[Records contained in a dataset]
------------------------

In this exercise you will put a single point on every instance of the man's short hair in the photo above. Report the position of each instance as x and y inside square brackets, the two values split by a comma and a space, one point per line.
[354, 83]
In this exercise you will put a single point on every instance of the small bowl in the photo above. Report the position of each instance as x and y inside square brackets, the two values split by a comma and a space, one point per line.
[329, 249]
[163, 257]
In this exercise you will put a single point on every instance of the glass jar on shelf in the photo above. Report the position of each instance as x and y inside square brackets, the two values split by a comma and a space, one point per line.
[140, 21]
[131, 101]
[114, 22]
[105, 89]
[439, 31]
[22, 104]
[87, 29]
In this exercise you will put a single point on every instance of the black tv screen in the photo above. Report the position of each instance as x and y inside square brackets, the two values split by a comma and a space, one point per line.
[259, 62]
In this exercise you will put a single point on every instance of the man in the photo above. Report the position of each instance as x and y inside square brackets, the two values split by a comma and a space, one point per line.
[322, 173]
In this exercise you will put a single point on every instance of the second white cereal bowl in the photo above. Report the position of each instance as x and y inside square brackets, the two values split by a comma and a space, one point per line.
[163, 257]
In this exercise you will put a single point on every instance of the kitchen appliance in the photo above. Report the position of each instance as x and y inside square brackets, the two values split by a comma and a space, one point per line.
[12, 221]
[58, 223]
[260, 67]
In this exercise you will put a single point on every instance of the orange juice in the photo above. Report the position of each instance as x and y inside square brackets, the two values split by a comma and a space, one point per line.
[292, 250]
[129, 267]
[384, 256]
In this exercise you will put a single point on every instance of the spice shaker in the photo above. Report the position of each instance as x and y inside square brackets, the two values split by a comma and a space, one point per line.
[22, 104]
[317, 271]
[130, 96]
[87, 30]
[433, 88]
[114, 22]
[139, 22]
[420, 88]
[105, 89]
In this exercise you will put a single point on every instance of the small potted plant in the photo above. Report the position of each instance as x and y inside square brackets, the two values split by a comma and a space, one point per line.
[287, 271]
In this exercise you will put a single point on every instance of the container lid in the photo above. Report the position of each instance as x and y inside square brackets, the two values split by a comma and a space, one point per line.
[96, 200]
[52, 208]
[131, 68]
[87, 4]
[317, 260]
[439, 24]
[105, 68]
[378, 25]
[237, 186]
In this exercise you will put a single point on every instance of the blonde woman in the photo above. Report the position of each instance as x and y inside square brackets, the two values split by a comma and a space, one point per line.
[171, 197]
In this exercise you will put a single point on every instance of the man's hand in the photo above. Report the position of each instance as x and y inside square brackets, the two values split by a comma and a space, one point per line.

------------------------

Edit the rows above by replacing each occurrence of "square brackets" with "round brackets", leaving everything else as it stands.

■ TASK ANSWER:
In this exercise you will put a single point on every instance of the man's short hair in the photo above. Report the position of each instance as x and y inside round brackets, the two values split by a comma and a space, one point per line.
[354, 83]
In this exercise you will put a single point on every instance of the small bowl in the photo above. Report the position of each instance as x and y inside round brackets, the two values split by a comma and a space, one point per line.
[329, 249]
[163, 257]
In this exercise you will put a single point on every instance of the glass jar on shelf in the photo above. Report the position of each instance as x and y inside round brackets, the two values split by a comma and a space, one point per line.
[140, 21]
[131, 101]
[114, 22]
[105, 89]
[439, 31]
[22, 104]
[87, 29]
In this exercise you will put a single point on every instance of the black tv screen in the photo above. Report the position of each instance as x and y inside round brackets, the two values split by a comma and a space, one point per line.
[259, 62]
In this exercise you will put a single point on every instance of the man in the photo above. Report the position of each instance as x and y inside round brackets, the two values split by a comma and a space, one point per line.
[322, 173]
In this exercise you will put a single point on every instance of the second white cereal bowl in the photo above. Report the position of each instance as x and y inside round brackets, the two values split by a comma and a space, one point per line.
[163, 257]
In this exercise you will put a single point on every instance of the kitchen appliance in the photo above. Report the position of each instance as x and y inside round brackets, the two values split by a comma and a space, one point per line.
[12, 221]
[58, 223]
[260, 67]
In this exercise you will put a single point on every instance of the orange juice in the photo above. Report the position of each instance as x and y inside round brackets, the two values split by a comma and a space, one point per line.
[292, 250]
[129, 267]
[384, 256]
In this exercise you will put a single point on every instance of the spice shaker in the photo above. Report the position of each instance as x and y inside round brackets, the two values split by a comma and a space, one point per line.
[22, 104]
[317, 271]
[130, 96]
[87, 30]
[433, 88]
[114, 22]
[139, 22]
[420, 88]
[105, 89]
In this exercise you will put a single point on every instance of the small potted plant in the photo above. Report the position of each instance as x and y inside round brackets, the two values split by a comma and a space, one point per line.
[287, 271]
In this exercise you will put a single point on every instance of the container lid in the photo above. Report the position of each instance as x and y inside round brackets, the two values split by a comma and a space, one point per line.
[96, 200]
[52, 208]
[131, 68]
[87, 4]
[317, 260]
[439, 24]
[105, 68]
[378, 25]
[237, 186]
In this exercise you will put a single point on every instance of the blonde woman in the photo above. Report the position of each instance as x and y inside round brackets, the two values split by a comma and a space, one point per line.
[171, 197]
In this exercise you will put a single point on every instance of the man's hand in the photo above. Report the position of each instance as x and y inside round brackets, the two values split by a comma and a space, one point per line.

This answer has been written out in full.